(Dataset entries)
#####

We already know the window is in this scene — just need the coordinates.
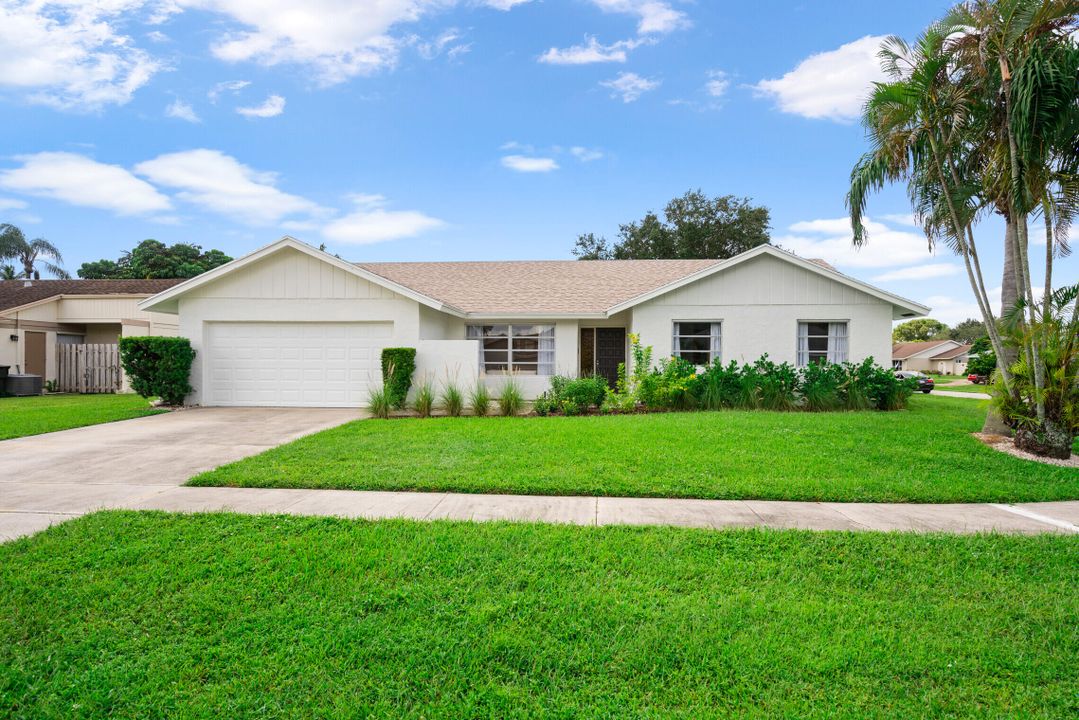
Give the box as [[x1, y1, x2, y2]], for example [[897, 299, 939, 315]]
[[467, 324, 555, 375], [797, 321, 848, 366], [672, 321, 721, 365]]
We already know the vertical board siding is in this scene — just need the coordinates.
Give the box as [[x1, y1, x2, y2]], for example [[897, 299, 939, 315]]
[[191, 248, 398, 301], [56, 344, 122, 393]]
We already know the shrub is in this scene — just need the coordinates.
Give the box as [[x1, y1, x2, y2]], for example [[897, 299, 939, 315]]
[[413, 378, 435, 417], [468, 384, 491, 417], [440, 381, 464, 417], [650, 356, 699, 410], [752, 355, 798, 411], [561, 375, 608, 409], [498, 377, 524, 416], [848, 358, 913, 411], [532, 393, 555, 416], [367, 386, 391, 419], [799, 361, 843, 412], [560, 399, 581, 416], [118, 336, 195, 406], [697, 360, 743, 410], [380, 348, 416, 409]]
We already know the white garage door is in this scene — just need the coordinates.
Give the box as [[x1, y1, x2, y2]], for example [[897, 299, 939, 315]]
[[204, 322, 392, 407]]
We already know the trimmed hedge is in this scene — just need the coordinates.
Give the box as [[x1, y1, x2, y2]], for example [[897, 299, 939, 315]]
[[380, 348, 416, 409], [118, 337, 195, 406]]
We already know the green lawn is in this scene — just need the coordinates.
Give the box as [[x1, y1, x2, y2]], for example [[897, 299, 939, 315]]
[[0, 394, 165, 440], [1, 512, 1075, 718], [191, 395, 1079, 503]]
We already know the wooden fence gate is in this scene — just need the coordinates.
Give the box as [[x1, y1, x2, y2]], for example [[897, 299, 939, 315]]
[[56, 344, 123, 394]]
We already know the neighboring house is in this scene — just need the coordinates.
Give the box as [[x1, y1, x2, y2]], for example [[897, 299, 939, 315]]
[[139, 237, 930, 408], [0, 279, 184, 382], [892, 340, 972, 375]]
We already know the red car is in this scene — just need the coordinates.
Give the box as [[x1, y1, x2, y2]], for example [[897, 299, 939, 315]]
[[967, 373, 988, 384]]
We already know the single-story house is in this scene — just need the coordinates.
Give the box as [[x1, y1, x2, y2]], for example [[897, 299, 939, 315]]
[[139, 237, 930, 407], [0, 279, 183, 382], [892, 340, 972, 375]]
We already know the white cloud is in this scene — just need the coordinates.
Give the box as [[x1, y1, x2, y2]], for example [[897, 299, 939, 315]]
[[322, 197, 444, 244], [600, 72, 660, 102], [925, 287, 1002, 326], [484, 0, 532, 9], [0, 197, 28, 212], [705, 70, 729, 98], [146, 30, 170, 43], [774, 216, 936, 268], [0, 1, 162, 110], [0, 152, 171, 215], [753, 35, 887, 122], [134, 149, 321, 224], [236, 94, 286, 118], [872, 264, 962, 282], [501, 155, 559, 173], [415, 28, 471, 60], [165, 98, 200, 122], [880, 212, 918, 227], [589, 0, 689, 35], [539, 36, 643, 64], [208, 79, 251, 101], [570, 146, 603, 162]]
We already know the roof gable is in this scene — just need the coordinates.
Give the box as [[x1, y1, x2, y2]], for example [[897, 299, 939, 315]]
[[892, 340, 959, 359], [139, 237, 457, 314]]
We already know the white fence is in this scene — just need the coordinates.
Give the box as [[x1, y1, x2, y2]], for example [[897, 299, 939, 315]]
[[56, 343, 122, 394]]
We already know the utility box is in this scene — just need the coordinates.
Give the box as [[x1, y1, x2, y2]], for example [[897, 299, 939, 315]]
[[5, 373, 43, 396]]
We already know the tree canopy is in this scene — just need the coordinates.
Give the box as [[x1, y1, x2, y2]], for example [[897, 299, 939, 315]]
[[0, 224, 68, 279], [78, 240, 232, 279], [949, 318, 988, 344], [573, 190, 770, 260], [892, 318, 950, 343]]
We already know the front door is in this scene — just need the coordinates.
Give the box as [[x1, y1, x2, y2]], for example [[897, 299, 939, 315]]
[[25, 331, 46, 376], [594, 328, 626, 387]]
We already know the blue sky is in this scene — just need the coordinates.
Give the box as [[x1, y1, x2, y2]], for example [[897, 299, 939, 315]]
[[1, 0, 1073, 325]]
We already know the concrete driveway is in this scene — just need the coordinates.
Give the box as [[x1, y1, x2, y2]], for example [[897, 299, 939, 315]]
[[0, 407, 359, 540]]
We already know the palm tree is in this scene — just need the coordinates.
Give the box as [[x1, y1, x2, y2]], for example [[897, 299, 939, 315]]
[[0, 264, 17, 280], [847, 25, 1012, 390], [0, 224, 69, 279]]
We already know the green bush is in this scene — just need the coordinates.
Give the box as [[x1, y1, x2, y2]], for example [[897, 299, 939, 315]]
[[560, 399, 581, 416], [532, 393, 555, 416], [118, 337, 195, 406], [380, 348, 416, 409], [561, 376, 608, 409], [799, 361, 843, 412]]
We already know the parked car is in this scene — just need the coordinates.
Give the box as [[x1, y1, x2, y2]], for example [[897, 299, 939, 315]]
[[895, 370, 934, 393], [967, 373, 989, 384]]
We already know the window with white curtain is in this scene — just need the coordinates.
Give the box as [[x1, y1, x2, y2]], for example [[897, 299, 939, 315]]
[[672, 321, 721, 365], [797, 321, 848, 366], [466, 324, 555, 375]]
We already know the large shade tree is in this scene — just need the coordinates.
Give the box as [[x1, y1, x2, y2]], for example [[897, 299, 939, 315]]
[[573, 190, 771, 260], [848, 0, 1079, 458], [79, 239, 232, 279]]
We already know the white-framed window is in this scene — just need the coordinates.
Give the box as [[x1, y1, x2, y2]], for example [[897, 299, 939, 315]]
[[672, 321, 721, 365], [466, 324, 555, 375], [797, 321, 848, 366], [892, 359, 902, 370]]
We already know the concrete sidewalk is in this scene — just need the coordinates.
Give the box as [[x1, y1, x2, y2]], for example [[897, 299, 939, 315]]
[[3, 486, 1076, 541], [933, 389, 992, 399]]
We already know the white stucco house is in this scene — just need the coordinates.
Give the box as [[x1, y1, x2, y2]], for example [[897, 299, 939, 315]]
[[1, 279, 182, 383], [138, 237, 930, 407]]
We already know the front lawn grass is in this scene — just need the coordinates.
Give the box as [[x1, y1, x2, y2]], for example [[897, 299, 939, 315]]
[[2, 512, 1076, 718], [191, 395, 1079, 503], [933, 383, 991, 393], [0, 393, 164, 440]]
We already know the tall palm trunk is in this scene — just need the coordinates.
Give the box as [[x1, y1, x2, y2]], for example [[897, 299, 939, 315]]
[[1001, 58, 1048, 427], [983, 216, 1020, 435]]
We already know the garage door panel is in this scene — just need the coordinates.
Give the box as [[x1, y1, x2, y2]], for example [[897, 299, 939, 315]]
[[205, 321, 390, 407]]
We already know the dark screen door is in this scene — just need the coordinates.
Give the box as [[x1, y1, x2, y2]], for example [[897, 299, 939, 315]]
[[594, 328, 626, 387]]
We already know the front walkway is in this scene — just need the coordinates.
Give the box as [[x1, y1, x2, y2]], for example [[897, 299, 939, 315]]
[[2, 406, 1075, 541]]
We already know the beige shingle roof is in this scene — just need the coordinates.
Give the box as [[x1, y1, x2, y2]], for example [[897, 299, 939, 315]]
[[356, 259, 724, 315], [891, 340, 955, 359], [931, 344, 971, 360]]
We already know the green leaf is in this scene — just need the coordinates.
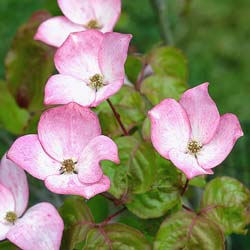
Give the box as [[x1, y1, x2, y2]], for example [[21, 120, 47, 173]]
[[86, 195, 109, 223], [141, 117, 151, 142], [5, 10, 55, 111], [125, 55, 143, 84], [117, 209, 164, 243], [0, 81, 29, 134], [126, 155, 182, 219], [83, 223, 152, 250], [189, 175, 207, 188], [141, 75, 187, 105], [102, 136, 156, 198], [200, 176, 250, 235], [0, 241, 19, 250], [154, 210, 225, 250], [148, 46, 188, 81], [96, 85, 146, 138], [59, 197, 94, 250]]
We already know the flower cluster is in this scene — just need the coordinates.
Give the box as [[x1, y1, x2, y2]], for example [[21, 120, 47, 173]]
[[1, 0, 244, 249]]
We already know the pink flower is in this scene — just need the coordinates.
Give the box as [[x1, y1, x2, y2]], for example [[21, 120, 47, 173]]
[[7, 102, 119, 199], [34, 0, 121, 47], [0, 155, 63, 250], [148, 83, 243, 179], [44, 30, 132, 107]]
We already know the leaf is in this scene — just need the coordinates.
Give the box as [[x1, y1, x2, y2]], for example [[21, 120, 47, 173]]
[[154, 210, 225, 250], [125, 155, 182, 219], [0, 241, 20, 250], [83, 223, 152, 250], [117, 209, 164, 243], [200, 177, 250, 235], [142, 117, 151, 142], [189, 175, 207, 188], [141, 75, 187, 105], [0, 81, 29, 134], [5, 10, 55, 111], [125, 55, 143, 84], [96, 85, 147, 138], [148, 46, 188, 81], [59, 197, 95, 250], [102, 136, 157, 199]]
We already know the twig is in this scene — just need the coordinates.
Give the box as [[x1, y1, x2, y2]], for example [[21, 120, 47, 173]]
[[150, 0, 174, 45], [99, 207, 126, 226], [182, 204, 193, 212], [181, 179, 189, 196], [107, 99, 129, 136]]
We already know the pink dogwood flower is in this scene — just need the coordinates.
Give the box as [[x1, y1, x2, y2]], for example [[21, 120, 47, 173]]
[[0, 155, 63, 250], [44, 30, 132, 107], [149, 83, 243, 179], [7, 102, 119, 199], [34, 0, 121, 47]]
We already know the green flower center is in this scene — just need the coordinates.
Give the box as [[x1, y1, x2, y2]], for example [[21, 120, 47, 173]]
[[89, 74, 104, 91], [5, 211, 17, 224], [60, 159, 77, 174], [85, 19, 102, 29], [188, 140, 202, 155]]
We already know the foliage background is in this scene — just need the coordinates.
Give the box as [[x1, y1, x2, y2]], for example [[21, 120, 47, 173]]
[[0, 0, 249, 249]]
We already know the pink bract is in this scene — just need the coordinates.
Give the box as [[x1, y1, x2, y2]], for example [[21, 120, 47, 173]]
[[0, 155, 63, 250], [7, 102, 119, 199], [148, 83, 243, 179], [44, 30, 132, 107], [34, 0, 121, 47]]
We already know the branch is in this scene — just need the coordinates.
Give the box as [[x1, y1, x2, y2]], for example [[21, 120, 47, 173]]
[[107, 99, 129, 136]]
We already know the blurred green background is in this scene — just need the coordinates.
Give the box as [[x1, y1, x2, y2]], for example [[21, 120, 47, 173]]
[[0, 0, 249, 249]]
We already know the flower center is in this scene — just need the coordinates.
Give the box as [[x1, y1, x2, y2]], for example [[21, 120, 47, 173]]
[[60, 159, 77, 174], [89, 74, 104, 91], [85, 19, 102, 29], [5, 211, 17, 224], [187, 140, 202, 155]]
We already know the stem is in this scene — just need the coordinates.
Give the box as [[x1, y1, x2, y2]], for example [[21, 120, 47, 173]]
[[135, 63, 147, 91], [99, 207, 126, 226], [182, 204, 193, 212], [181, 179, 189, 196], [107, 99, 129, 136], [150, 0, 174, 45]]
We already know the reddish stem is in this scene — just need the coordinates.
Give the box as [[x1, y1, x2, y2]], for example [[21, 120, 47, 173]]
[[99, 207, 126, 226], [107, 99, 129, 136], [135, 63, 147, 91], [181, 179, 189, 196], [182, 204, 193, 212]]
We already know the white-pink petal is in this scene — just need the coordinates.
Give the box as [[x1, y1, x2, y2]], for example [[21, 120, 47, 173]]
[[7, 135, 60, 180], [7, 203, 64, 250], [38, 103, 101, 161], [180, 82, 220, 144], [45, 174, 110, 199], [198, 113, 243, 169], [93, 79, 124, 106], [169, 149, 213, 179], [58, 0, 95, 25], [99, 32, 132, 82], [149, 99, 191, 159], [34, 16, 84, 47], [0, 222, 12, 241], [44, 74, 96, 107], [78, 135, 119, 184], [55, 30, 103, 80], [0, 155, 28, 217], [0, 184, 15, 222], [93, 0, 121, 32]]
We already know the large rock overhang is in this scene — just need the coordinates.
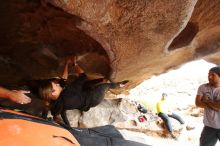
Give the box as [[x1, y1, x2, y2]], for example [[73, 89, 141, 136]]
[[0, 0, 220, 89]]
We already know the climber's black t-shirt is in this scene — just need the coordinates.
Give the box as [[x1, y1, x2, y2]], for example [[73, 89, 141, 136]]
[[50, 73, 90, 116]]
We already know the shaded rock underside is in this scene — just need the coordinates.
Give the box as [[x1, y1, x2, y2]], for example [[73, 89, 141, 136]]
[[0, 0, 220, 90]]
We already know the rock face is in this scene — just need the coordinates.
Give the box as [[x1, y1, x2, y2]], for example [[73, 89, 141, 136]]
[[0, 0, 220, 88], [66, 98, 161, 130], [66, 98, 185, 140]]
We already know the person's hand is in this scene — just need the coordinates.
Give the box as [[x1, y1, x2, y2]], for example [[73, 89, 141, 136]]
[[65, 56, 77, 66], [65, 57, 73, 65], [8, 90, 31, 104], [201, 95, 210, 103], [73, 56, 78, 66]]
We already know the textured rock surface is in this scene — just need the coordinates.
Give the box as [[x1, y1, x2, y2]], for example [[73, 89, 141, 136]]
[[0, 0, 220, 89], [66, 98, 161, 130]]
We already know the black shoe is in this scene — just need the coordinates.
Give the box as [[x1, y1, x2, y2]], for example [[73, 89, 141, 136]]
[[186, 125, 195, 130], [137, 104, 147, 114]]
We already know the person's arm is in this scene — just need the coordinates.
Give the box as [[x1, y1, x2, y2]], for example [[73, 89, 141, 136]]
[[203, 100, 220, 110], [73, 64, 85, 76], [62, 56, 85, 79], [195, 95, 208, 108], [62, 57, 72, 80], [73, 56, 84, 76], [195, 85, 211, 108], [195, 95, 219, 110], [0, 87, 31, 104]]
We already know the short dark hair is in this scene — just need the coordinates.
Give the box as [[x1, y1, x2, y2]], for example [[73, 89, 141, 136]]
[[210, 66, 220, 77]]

#####

● **What you need to do**
Which lines run from the one holding "We already know the climber's" through the one holding "We already know the black" in the records above? Repeat them exactly, both included, and nothing more.

● **Reply**
We already know the climber's black t-shirt is in this scene — just need the coordinates.
Give the box as [[x1, y1, x2, y2]], for example [[73, 89, 141, 136]]
[[50, 73, 90, 116]]
We already know the shaded rock underside is in this scene — just need the coordinates.
Give the box as [[x1, y1, x2, y2]], for example [[73, 89, 141, 136]]
[[0, 0, 220, 90]]
We already know the rock face is in this scene — just need the coordinates.
Give the box as [[x1, y1, x2, y2]], for example [[73, 89, 141, 136]]
[[0, 0, 220, 88], [66, 98, 161, 130], [66, 98, 185, 140]]
We already know the person's hand is in this scene — just need the coordinates.
Give the box as [[x1, y1, x2, y2]], for example [[73, 89, 141, 136]]
[[65, 56, 77, 66], [65, 57, 73, 65], [8, 90, 31, 104], [201, 95, 210, 103], [73, 56, 78, 66]]
We already know the textured rock surface is in this scene — just need the coordinates.
Give the box as [[x1, y1, x2, y2]], for example [[73, 89, 141, 136]]
[[0, 0, 220, 89], [66, 98, 161, 130]]
We already know the black shoe is in this scene — just need the coordinates.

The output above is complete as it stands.